> _Written exercise_
Rewrite every one of the records below, putting "dot" wherever "marker" appears and changing nothing else. Leave the pictures out of your answer.
━━━━━━━━━━━━━━━━━━━━
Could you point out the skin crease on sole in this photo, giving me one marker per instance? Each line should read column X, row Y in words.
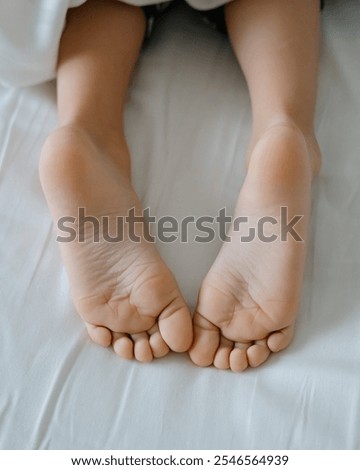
column 124, row 292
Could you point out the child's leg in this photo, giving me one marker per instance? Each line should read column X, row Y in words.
column 122, row 290
column 249, row 300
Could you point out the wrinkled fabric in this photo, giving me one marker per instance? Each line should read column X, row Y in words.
column 188, row 124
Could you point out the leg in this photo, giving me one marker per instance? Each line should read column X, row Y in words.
column 122, row 289
column 249, row 300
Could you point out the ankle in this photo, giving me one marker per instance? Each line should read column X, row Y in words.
column 109, row 142
column 289, row 126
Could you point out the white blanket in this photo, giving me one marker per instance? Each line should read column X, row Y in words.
column 188, row 123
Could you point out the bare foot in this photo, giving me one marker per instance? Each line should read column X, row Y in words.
column 122, row 290
column 249, row 300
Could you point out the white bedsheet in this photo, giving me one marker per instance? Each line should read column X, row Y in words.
column 188, row 122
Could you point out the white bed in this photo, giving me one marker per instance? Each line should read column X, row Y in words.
column 188, row 122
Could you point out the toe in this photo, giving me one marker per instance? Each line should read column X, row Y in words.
column 99, row 334
column 258, row 353
column 280, row 339
column 142, row 350
column 206, row 341
column 238, row 358
column 158, row 346
column 175, row 326
column 222, row 355
column 123, row 346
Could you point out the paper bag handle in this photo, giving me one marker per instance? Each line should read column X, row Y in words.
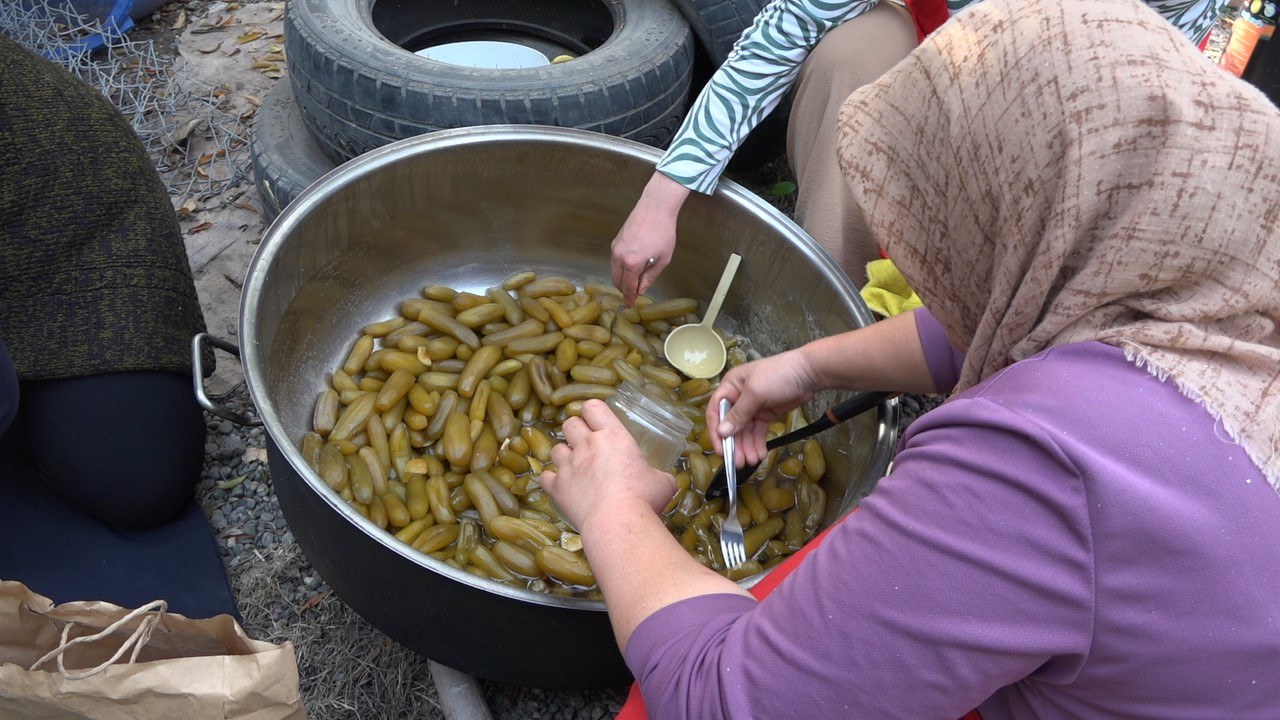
━━━━━━━━━━━━━━━━━━━━
> _Full response_
Could you point out the skin crease on sole in this photo, giving me one dot per instance? Each line should read column X, row Y in words.
column 124, row 292
Could you point out the child's leg in this photo, giving me one dot per instance? Each line should read column X, row Y in words.
column 122, row 290
column 249, row 300
Could you point out the wrinkled fabric in this photo, giving me one dot per instance? Each line should read column X, row Y in words.
column 188, row 124
Could you point out the leg in this photo, giving me one dot per instance? Each line should read column X, row Y in words.
column 122, row 289
column 249, row 300
Could you point out the ankle in this photo, giving me one dot per instance? Each line should read column X, row Y in words.
column 109, row 142
column 289, row 126
Could you point out the white blanket in this photo, giving me one dot per instance? Each line should read column X, row Y in words.
column 188, row 123
Could you point out the bare foot in this photo, giving me one dot per instance? Each line should read column X, row Y in words.
column 122, row 290
column 249, row 300
Could you point out the white bedsheet in this photo, giving me one dot per instance? Each line should read column X, row Y in words.
column 188, row 122
Could you point out the white bed in this photo, giving me one dot per instance? Each line should read column X, row Y in words.
column 188, row 122
Could you point out the toe in this photo, giving me one dot per instance? Each line should read column X, row Y in words.
column 99, row 334
column 258, row 353
column 280, row 339
column 142, row 350
column 206, row 341
column 238, row 358
column 158, row 346
column 175, row 326
column 222, row 355
column 123, row 346
Could you point out the paper bag handle in this photo, giving me one dot per instance? Each line should read column X, row Y in words.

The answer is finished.